Las empresas deberían contratar mujeres y fomentar el liderazgo femenino y el acceso a puestos directivos por una cuestión de justicia social, de derechos humanos. Somos la mitad de la población y tenemos derecho a ello. Porque sí. Por existir. Por ser la mitad de la humanidad. Es así de sencillo, pero parece no bastar. No es suficiente y se siguen buscando otros argumentos que nos avalen. El principal, por lo visto, es el hallazgo de que somos rentables. Según la OIT, Organización Internacional del Trabajo, 3 de cada 4 empresas que promovieron la presencia de mujeres en cargos directivos registraron un aumento de sus beneficios del 5% al 20% (a partir de encuestas a 13.000 compañías de 70 países).

===

TAREAS A REALIZAR:
1. Según el texto sobre el liderazgo femenino, ¿cuántas de las empresas que promovieron la presencia de mujeres en cargos directivos registraron un aumento de sus beneficios?
2. Enumera todas las cantidades escritas con cifras que aparecen en el texto sobre el liderazgo femenino.

Entradas del conjunto de datos
===

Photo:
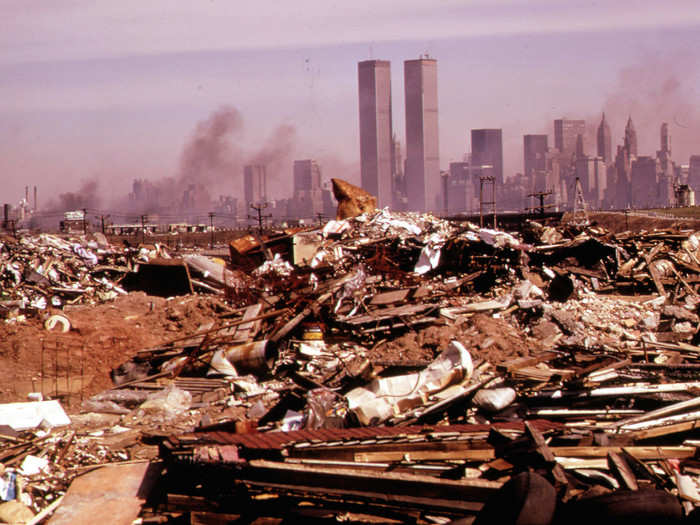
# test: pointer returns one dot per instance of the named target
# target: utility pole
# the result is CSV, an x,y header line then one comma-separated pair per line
x,y
211,228
492,181
259,208
540,195
143,228
102,221
580,217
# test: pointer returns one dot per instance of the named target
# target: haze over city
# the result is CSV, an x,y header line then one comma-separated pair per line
x,y
95,96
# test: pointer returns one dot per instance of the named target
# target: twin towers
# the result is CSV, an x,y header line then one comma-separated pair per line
x,y
419,188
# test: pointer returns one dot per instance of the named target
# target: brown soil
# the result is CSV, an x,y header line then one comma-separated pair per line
x,y
617,222
77,364
491,339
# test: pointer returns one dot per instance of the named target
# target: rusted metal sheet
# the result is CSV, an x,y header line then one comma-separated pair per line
x,y
279,440
112,494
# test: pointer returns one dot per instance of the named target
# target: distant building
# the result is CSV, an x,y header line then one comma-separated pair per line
x,y
566,136
604,140
307,202
592,173
535,158
487,150
422,172
460,188
254,184
398,200
376,154
630,138
694,173
644,182
307,175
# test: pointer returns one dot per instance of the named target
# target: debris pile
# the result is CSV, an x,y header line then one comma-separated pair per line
x,y
48,271
401,368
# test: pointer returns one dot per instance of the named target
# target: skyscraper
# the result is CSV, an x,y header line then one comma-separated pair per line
x,y
307,201
630,138
254,184
535,154
566,133
422,174
535,161
307,175
604,141
487,150
374,81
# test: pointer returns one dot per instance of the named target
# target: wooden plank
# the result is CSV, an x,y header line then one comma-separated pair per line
x,y
665,430
640,452
395,486
393,296
661,412
622,471
425,455
546,453
247,331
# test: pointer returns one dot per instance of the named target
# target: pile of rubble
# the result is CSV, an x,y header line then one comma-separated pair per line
x,y
48,271
396,367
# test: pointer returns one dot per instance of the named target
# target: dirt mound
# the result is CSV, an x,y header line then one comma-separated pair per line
x,y
77,364
491,339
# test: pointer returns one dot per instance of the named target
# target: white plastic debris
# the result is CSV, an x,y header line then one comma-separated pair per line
x,y
386,397
24,416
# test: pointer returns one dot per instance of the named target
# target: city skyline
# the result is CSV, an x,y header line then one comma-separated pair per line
x,y
125,100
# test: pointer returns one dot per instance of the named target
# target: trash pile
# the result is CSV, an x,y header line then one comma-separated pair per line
x,y
396,367
48,271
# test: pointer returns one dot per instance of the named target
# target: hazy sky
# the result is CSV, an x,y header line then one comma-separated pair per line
x,y
113,91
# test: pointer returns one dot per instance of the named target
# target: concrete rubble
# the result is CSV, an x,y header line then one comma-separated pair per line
x,y
385,367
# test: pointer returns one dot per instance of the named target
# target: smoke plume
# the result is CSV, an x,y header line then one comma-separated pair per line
x,y
88,196
652,92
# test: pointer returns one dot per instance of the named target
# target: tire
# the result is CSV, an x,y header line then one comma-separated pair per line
x,y
527,499
625,507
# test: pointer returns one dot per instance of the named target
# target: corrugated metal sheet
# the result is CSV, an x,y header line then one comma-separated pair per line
x,y
280,440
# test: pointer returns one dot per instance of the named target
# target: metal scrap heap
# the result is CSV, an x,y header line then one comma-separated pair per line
x,y
395,368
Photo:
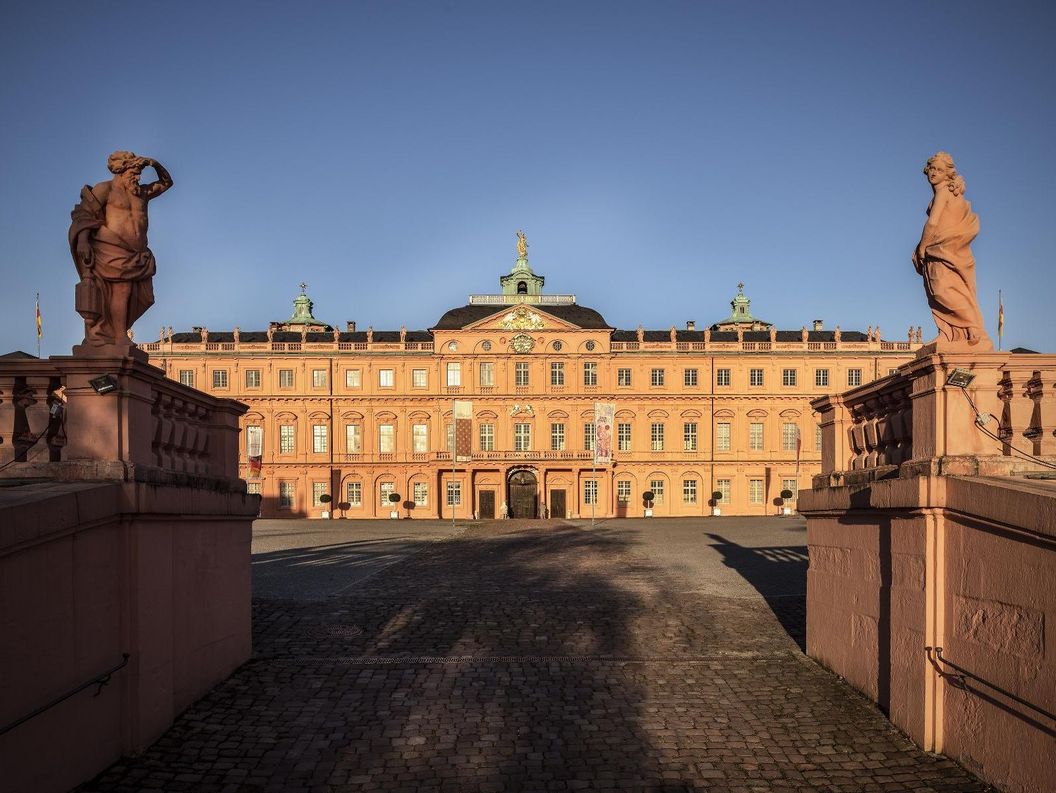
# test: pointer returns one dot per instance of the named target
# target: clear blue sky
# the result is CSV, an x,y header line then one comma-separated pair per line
x,y
656,153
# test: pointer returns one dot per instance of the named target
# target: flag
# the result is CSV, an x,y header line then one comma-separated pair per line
x,y
1000,319
464,430
604,414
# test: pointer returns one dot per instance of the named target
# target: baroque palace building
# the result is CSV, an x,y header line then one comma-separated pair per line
x,y
359,415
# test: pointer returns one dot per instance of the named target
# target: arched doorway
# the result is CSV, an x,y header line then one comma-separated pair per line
x,y
523,494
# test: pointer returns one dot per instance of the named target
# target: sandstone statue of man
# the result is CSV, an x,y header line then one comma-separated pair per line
x,y
108,240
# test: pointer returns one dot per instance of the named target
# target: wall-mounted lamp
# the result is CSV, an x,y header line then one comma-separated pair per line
x,y
960,377
104,383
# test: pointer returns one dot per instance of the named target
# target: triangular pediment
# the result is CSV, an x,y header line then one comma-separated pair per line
x,y
521,318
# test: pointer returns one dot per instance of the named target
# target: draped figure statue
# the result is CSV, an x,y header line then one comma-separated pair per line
x,y
943,257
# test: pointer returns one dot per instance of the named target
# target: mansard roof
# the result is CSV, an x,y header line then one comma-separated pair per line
x,y
572,313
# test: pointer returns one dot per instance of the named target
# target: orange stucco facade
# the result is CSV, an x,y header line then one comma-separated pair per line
x,y
359,415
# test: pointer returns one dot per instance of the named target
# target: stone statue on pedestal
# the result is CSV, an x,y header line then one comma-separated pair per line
x,y
943,257
108,241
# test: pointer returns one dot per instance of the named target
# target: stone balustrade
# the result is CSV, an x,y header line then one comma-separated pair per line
x,y
54,423
915,418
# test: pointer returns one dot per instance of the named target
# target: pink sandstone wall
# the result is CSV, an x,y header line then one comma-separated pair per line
x,y
91,570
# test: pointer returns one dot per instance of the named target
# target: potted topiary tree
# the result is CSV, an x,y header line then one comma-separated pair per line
x,y
786,496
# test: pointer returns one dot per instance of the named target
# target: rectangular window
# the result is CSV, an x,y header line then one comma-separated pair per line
x,y
487,437
419,438
589,373
387,438
454,374
557,373
320,442
722,486
690,436
657,487
722,435
656,437
287,491
755,436
522,437
558,437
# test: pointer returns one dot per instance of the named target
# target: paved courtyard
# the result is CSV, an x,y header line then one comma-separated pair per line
x,y
534,656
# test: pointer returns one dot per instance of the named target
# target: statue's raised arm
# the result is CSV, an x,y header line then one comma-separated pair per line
x,y
943,257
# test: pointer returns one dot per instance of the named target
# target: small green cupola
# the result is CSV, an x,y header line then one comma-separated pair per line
x,y
302,315
740,315
522,280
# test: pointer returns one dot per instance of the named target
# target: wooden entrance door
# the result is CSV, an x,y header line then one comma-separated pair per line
x,y
487,506
558,504
523,488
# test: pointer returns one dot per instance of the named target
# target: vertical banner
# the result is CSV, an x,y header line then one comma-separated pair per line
x,y
604,416
255,450
464,431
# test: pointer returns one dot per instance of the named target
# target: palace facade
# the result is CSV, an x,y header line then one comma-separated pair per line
x,y
360,415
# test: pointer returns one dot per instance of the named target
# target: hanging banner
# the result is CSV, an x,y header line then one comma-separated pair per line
x,y
255,450
604,417
464,431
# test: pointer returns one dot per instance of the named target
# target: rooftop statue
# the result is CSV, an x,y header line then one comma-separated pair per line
x,y
108,241
943,257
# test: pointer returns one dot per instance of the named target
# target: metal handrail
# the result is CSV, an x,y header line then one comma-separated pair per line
x,y
960,678
99,680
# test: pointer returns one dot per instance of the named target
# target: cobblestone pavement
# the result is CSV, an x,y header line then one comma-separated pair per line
x,y
508,656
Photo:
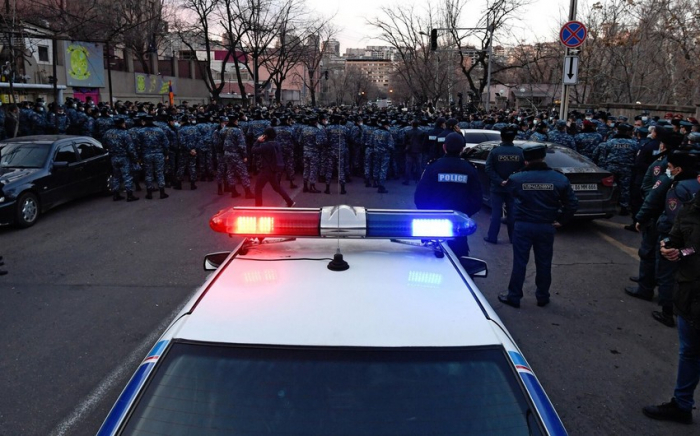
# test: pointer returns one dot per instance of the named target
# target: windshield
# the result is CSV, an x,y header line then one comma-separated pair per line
x,y
562,157
216,390
24,155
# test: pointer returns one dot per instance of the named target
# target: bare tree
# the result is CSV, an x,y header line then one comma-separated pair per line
x,y
407,29
314,51
198,31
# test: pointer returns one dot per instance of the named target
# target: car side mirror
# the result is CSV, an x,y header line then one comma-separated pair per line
x,y
474,267
213,261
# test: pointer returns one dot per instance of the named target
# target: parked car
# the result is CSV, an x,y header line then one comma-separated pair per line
x,y
595,187
38,173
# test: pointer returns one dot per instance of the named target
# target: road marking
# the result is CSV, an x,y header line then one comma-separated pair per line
x,y
90,402
632,252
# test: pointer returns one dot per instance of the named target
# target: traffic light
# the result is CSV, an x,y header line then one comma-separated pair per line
x,y
433,39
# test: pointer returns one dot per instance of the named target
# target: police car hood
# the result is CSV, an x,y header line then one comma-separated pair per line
x,y
392,295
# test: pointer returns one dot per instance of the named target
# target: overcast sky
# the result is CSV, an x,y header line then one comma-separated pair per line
x,y
541,19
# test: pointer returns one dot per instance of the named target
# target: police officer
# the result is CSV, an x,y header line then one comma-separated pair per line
x,y
451,183
561,137
620,152
123,155
337,136
236,157
154,149
189,139
218,138
501,163
544,201
382,145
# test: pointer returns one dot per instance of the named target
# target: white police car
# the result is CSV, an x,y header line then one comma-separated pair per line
x,y
365,324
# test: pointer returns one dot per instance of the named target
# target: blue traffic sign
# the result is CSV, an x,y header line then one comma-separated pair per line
x,y
573,34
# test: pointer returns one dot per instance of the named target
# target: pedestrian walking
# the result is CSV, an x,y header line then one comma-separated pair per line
x,y
271,166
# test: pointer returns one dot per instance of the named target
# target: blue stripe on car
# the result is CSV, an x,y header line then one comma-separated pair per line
x,y
545,408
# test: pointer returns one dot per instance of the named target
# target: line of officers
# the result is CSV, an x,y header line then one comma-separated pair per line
x,y
168,150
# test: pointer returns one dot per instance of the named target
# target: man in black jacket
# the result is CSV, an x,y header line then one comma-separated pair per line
x,y
270,154
414,139
450,183
683,247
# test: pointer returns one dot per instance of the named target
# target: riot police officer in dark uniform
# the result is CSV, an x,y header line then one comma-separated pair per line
x,y
451,183
543,201
501,162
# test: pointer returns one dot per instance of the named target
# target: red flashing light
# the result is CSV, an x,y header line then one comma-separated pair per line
x,y
267,222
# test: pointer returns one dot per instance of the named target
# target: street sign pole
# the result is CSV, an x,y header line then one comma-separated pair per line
x,y
564,107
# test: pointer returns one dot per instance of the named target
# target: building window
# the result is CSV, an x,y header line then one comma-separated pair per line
x,y
43,53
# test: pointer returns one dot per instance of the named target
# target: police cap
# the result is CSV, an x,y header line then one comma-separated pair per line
x,y
694,137
682,159
624,127
534,152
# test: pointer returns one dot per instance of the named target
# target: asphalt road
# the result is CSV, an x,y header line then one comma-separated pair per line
x,y
93,284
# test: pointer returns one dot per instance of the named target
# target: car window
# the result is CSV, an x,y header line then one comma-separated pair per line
x,y
65,153
24,155
216,390
566,158
87,150
480,152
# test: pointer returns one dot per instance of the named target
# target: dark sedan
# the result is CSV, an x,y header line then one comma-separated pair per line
x,y
595,188
38,173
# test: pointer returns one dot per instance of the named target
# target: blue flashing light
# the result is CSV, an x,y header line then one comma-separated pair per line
x,y
431,227
422,224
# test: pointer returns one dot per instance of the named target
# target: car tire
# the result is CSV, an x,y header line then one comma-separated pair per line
x,y
27,210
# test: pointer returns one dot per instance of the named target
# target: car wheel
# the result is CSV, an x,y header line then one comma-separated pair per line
x,y
27,210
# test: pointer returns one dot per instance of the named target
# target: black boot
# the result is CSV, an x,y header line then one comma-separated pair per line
x,y
664,316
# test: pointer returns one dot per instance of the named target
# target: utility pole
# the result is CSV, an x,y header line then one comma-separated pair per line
x,y
565,89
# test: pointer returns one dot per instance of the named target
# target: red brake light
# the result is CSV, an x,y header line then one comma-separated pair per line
x,y
271,222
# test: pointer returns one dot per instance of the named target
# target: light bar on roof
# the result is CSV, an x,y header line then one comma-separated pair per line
x,y
342,222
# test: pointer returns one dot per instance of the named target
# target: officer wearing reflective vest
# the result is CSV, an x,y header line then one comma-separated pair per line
x,y
450,183
544,201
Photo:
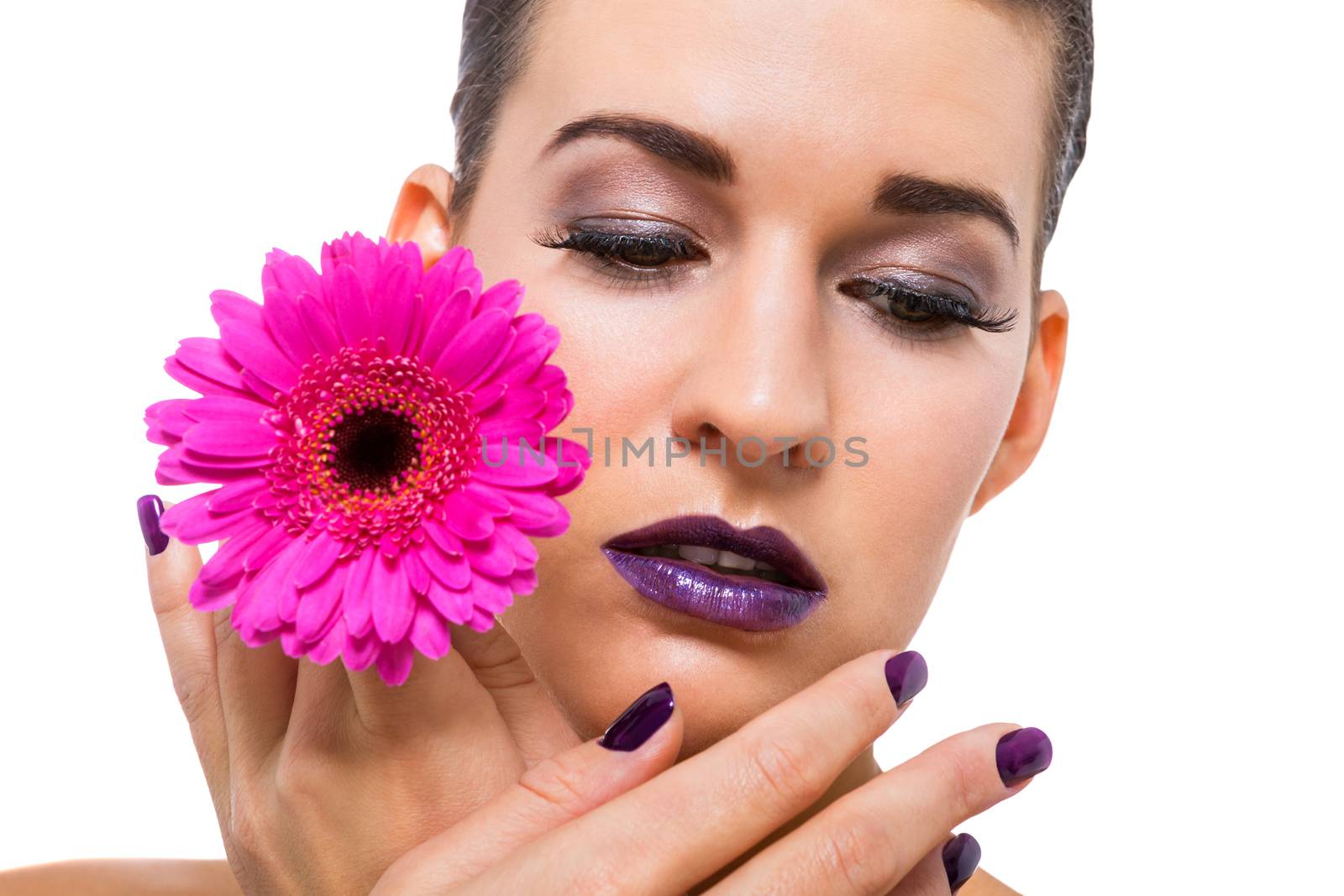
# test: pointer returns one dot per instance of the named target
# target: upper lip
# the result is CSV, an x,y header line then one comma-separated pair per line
x,y
759,543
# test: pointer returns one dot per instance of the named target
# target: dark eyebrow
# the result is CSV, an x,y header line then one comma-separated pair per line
x,y
682,147
911,194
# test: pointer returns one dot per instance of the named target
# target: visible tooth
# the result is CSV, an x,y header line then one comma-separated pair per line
x,y
732,560
699,555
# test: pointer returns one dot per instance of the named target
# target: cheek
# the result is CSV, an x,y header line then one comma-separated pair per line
x,y
932,422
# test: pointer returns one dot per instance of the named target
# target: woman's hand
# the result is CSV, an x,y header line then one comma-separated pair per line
x,y
322,777
596,820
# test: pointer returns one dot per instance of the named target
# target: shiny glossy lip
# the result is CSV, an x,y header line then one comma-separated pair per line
x,y
738,600
759,543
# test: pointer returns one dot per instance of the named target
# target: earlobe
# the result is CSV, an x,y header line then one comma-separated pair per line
x,y
421,212
1032,414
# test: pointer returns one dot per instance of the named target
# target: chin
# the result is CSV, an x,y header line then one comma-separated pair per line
x,y
596,645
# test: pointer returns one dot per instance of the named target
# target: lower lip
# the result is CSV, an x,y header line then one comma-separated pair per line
x,y
738,600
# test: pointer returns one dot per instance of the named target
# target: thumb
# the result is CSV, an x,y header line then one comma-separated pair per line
x,y
643,741
188,637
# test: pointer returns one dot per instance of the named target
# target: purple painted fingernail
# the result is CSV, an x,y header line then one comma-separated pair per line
x,y
1021,754
150,508
960,859
907,673
649,711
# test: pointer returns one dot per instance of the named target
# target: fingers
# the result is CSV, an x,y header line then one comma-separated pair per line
x,y
696,817
437,694
960,859
638,745
873,837
927,879
257,691
188,641
528,710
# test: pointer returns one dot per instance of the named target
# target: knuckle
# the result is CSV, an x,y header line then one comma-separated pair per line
x,y
249,826
867,696
223,626
168,595
777,768
194,685
600,879
851,856
958,770
300,778
558,783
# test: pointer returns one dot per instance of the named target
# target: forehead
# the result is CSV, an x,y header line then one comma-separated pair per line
x,y
844,90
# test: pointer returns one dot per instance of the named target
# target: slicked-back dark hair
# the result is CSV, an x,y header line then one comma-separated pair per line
x,y
496,45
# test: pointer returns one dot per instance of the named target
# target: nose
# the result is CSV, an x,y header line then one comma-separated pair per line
x,y
757,385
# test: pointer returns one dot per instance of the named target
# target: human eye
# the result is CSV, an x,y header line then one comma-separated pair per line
x,y
918,313
628,254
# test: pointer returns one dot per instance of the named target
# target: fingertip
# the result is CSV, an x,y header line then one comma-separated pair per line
x,y
643,719
150,508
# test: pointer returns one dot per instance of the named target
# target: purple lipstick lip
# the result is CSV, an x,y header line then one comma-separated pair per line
x,y
743,600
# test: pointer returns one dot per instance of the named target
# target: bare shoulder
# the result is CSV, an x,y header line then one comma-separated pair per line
x,y
121,878
985,884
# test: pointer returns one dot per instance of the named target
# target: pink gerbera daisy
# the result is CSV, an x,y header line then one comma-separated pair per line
x,y
380,436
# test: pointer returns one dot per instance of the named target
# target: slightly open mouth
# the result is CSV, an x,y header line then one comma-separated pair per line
x,y
721,562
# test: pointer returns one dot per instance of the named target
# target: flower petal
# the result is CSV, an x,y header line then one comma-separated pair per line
x,y
239,495
515,464
318,560
360,651
226,566
248,342
319,325
447,322
286,324
454,604
318,605
167,421
492,557
429,631
506,295
358,600
354,316
452,571
232,439
394,605
396,304
474,348
331,645
394,661
192,521
468,517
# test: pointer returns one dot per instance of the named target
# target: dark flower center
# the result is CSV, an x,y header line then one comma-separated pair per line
x,y
373,449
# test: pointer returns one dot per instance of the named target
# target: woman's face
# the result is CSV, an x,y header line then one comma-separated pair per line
x,y
776,320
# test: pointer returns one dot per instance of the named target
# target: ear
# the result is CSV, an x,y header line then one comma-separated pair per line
x,y
421,212
1035,401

===

RESULTADOS DEL EJERCICIO:
1. 3 de cada 4 empresas.

2. 3, 4, 5%, 20%, 13.000, 70